** Start SUPPLIED MATERIAL **

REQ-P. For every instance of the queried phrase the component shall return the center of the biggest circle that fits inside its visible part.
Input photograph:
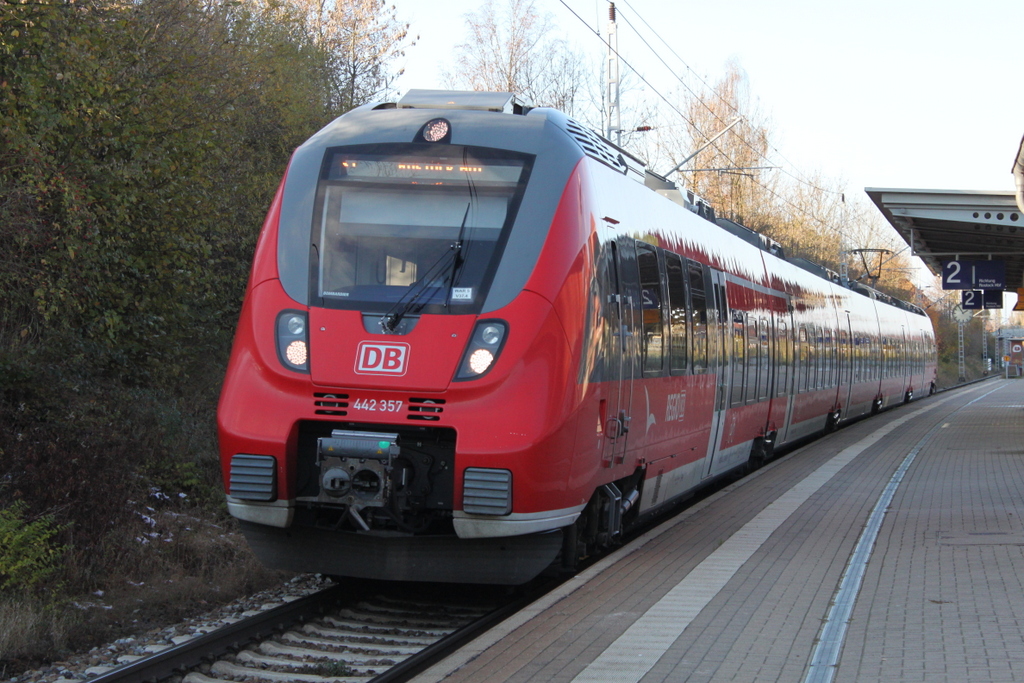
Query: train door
(621, 301)
(792, 355)
(846, 359)
(718, 359)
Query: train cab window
(698, 316)
(650, 304)
(738, 357)
(677, 313)
(403, 221)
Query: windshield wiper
(390, 321)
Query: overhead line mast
(614, 120)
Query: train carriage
(478, 337)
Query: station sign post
(974, 274)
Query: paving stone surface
(941, 598)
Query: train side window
(677, 313)
(754, 380)
(783, 358)
(738, 357)
(764, 345)
(828, 349)
(650, 305)
(698, 316)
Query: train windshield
(413, 225)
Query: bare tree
(364, 39)
(511, 48)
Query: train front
(400, 396)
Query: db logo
(374, 358)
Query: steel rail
(235, 636)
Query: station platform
(891, 550)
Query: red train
(478, 338)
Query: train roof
(464, 107)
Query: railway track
(358, 632)
(366, 632)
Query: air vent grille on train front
(426, 410)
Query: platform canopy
(948, 224)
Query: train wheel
(761, 452)
(832, 424)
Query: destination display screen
(417, 170)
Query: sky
(879, 93)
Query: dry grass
(31, 629)
(186, 566)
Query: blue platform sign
(974, 274)
(990, 274)
(992, 298)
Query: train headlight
(293, 343)
(484, 345)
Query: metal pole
(614, 121)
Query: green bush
(28, 554)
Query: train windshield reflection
(430, 220)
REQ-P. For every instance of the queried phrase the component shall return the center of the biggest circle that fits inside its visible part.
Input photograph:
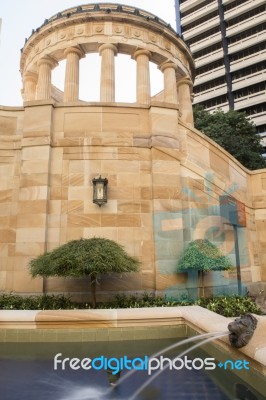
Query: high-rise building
(228, 41)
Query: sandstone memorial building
(168, 184)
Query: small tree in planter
(82, 258)
(203, 256)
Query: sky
(19, 17)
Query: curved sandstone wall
(165, 178)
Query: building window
(208, 50)
(250, 70)
(247, 52)
(196, 8)
(245, 16)
(200, 21)
(209, 85)
(210, 67)
(247, 91)
(234, 4)
(215, 102)
(247, 33)
(204, 35)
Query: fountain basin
(14, 322)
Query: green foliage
(84, 257)
(234, 132)
(146, 300)
(45, 302)
(230, 306)
(202, 255)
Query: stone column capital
(141, 52)
(47, 60)
(30, 76)
(166, 65)
(109, 46)
(184, 81)
(76, 50)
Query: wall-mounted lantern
(100, 190)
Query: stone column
(107, 91)
(142, 58)
(184, 86)
(44, 88)
(29, 86)
(170, 91)
(71, 90)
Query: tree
(84, 257)
(203, 256)
(234, 132)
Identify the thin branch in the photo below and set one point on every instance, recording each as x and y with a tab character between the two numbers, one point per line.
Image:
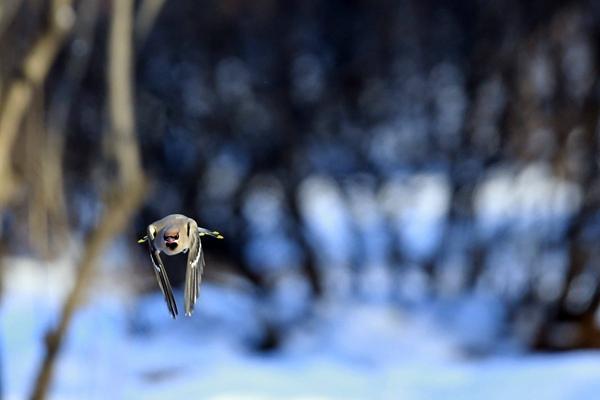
20	93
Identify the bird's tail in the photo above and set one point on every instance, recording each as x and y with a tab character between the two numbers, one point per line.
207	232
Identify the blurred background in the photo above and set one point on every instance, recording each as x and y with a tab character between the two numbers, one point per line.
408	192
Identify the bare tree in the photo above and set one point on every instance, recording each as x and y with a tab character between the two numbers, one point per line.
124	195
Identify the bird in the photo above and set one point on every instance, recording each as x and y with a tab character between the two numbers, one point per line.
172	235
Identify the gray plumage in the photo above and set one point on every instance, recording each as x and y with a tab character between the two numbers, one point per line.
172	235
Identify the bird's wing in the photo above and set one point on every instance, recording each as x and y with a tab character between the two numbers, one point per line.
193	274
161	275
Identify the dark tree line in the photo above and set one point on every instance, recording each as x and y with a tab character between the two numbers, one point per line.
244	110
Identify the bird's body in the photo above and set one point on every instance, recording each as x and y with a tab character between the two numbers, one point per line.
172	235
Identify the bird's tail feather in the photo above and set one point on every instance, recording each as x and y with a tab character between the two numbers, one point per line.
208	232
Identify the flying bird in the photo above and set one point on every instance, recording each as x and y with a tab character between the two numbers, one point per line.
172	235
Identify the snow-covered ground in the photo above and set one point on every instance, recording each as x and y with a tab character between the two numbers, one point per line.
355	351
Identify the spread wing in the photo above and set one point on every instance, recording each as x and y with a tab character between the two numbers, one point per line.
161	275
193	273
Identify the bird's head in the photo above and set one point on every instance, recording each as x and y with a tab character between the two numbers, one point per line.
171	238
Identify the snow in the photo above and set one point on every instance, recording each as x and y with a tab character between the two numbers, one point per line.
128	348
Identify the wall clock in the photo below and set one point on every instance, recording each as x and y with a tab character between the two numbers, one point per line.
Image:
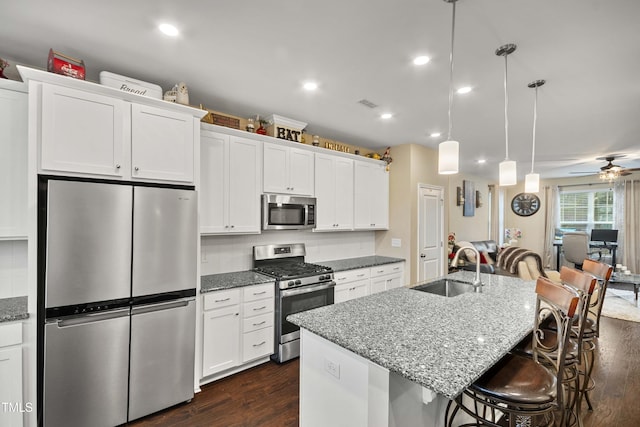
525	204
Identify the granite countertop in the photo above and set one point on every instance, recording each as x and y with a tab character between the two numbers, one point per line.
443	344
13	309
216	282
360	262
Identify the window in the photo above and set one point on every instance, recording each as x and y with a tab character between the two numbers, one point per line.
584	210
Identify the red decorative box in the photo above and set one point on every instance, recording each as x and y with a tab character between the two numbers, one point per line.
65	65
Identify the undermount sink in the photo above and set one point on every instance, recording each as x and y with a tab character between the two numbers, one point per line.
445	287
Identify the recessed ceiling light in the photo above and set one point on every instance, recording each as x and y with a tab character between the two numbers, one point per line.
168	29
310	86
421	60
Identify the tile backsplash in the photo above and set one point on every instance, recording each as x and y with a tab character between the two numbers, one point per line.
223	254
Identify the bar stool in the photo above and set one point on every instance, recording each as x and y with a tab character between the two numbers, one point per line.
584	284
591	331
518	390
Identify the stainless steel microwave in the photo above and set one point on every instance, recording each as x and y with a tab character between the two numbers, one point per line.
283	212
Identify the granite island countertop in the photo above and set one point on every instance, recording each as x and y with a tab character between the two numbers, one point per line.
14	308
216	282
359	262
443	344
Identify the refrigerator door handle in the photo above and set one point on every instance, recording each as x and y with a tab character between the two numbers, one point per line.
92	317
161	306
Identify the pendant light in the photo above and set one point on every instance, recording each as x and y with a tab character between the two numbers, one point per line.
508	174
448	150
532	180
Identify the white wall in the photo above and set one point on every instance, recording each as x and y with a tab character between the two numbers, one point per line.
13	268
223	254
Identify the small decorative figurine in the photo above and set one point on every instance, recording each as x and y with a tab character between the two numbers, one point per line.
182	94
250	127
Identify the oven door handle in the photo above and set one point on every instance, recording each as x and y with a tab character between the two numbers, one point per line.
306	289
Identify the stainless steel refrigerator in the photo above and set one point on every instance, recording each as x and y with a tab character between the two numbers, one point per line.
117	294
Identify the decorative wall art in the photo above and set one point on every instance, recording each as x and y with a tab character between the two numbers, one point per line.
459	196
469	206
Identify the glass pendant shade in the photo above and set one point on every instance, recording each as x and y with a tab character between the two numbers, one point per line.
508	174
448	157
532	183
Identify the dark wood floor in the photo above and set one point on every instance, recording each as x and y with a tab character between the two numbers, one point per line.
267	395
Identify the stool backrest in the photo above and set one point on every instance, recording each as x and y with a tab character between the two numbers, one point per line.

** End SUPPLIED MATERIAL **

WHAT IS ASKED: All entries are to be retyped exactly. Omit any embedded images.

THE REPLY:
REQ-P. For every instance of the queried phrase the component shall return the center of the biggest circle that fits inside its visible part.
Input photograph:
Query: train door
(621, 301)
(792, 355)
(846, 359)
(718, 359)
Query: train cab window
(698, 316)
(650, 304)
(738, 357)
(677, 313)
(403, 221)
Query: windshield wiper
(390, 321)
Query: overhead line mast
(614, 120)
Query: train carriage
(478, 337)
Query: station sign post
(974, 274)
Query: paving stone surface
(941, 598)
Query: train side window
(677, 313)
(754, 380)
(783, 358)
(738, 357)
(764, 345)
(828, 349)
(650, 305)
(698, 316)
Query: train windshield
(413, 225)
Query: bare tree
(364, 39)
(511, 48)
Query: train front
(400, 396)
Query: db logo
(374, 358)
Query: steel rail
(235, 636)
Query: station platform
(891, 550)
Query: red train
(478, 338)
Query: train roof
(464, 107)
Query: railway track
(358, 632)
(366, 632)
Query: air vent grille on train front
(426, 410)
Query: platform canopy
(948, 224)
Query: train wheel
(761, 452)
(832, 424)
Query: destination display screen
(417, 170)
Query: sky
(879, 93)
Query: dry grass
(31, 629)
(186, 566)
Query: blue platform sign
(974, 274)
(990, 274)
(992, 298)
Query: train headlight
(293, 343)
(484, 345)
Query: metal pole
(614, 121)
Query: green bush
(28, 554)
Query: train windshield reflection
(430, 220)
REQ-P. For every instance of the queried phrase the component shall return the center of the biggest circle that fits inside its visible part.
Input photograph:
Query: high-rise building
(228, 41)
Query: sandstone memorial building
(168, 184)
Query: small tree in planter
(82, 258)
(203, 256)
Query: sky
(19, 17)
Query: curved sandstone wall
(165, 178)
Query: building window
(208, 50)
(250, 70)
(247, 52)
(196, 8)
(245, 16)
(200, 21)
(209, 85)
(210, 67)
(247, 91)
(234, 4)
(215, 102)
(247, 33)
(204, 35)
Query: fountain basin
(14, 322)
Query: green foliage
(84, 257)
(234, 132)
(146, 300)
(45, 302)
(230, 306)
(202, 255)
Query: stone column capital
(141, 52)
(47, 60)
(30, 76)
(166, 65)
(109, 46)
(184, 81)
(76, 50)
Query: wall-mounted lantern
(100, 190)
Query: stone column
(107, 91)
(142, 58)
(184, 86)
(44, 88)
(29, 86)
(170, 91)
(71, 90)
Query: tree
(84, 257)
(203, 256)
(234, 132)
Identify the thin branch in the photo below and set one point on every instance, recording each as x and y with a tab character between the two numbers, one point per line.
Image:
20	93
Identify the bird's tail in the photo above and set one point on every instance, recording each as x and y with a tab character between the two numbers, one point per line.
207	232
Identify the blurred background in the photo above and set one point on every instance, recording each as x and y with a tab character between the two numbers, one point per line.
408	192
Identify the bare tree in the photo above and set one point on every instance, recording each as x and y with a tab character between the two numbers, one point per line.
124	195
Identify the bird in the photo above and set one point on every instance, recording each as x and y with a tab character between the two numbers, one point per line.
172	235
Identify the gray plumage in the photo above and set one point on every instance, recording each as x and y with a tab character between the two numbers, one point per line.
172	235
Identify the bird's wing in the photo above and set one point on every instance, recording each as x and y with a tab character between the two numbers, one point per line.
193	274
161	275
Identify the dark tree line in the photo above and set one point on every instance, recording each as x and y with a tab character between the two numbers, one point per line.
244	110
Identify the bird's body in the photo above and set one point on every instance, recording each as x and y with a tab character between the two numbers, one point per line.
172	235
Identify the bird's tail feather in the photo above and set one point on every instance, recording each as x and y with a tab character between the two numbers, one point per line.
208	232
Identify the flying bird in the photo above and set one point on every instance, recording each as x and y with a tab character between the two numbers, one point per line.
172	235
Identify the snow-covered ground in the photo above and set one point on every instance, recording each as x and y with a tab character between the two numbers, one point per line.
355	351
Identify the spread wing in the photo above and set one point on every instance, recording each as x and y with a tab character between the two numbers, one point per line.
161	275
193	273
Identify the bird's head in the photo above and set one point on every instance, recording each as x and y with a tab character between the two numbers, one point per line.
171	238
Identify the snow in the photo above and set one point on every instance, recording each as x and y with a tab character between the two numbers, one point per line.
128	348
Identify the wall clock in the photo below and set one point on every instance, recording each as x and y with a tab character between the two numbers, one point per line.
Image:
525	204
Identify the granite countertop in the photo above and set one point on every instance, recording each as x and y with a tab character between the two numbers, one point per line.
443	344
13	309
216	282
360	262
Identify the window in the photo above and set one point on every instance, recording each as x and y with a tab character between the two numbers, one point per line.
584	210
Identify the red decorative box in the photo above and set one point on every instance, recording each as x and y with a tab character between the two numbers, one point per line.
65	65
Identify the undermount sink in the photo above and set one point on every instance, recording each as x and y with a tab character between the two numbers, one point per line.
445	287
Identify the recessed ceiling light in the photo above and set one point on every instance, recording each as x and y with a tab character between the two numbers, one point per line.
168	29
310	86
421	60
Identify the tile backsplash in the photo above and set one point on every instance, recording each as x and y with a tab character between the two numbers, one point per line.
223	254
Identify the bar stool in the photo above and set one point on every instance, recording each as x and y with a tab character between the two numbers, one point per line.
584	284
591	331
518	390
Identify the stainless steel microwave in the photo above and set one point on every instance, recording each as x and y with a tab character between the two numbers, one point per line.
283	212
Identify the granite island countertop in the photo above and set one point on every instance, recording each as x and y with a tab character between the two numbers, one point per line.
14	308
216	282
359	262
443	344
Identify the refrigerator door handle in the photo above and set one point on every instance, recording each as x and y with a tab character between the two numbers, one point per line.
92	317
161	306
Identify the pendant light in the photo above and set one point on every instance, recording each as x and y with a tab character between the two numbers, one point per line.
508	174
448	150
532	180
Identify the white wall in the photo above and set one point on every instance, recording each as x and y with a tab character between the two numbers, one point per line.
13	268
223	254
Identify the small decorative figurine in the photo above and set one point on every instance, recording each as x and y with a tab character between the two numbers, one point per line.
182	94
250	127
Identify the oven door handle in the photo above and set one point on every instance, recording each as x and y with a tab character between the two numbers, one point per line.
306	289
Identify the stainless steel refrigerator in the photo above and set one point on every instance, recording each as x and y with a tab character between the two numbers, one point per line.
117	294
Identify the decorative wall art in the photo above and set one point on every instance, recording each as x and y with a tab character between the two numbers, one point per line.
459	196
469	206
Identify the glass pendant shade in the photo above and set one point on every instance, recording each as x and y with a tab character between the two numbers, one point per line.
508	174
448	157
532	183
Identify the dark wood floor in the photo above and set one point on every instance, recording each as x and y with a tab character between the two numbers, one point per line.
267	395
Identify the stool backrest in the photo above and set one point on every instance, recording each as x and y with a tab character between the two numbers, one point per line.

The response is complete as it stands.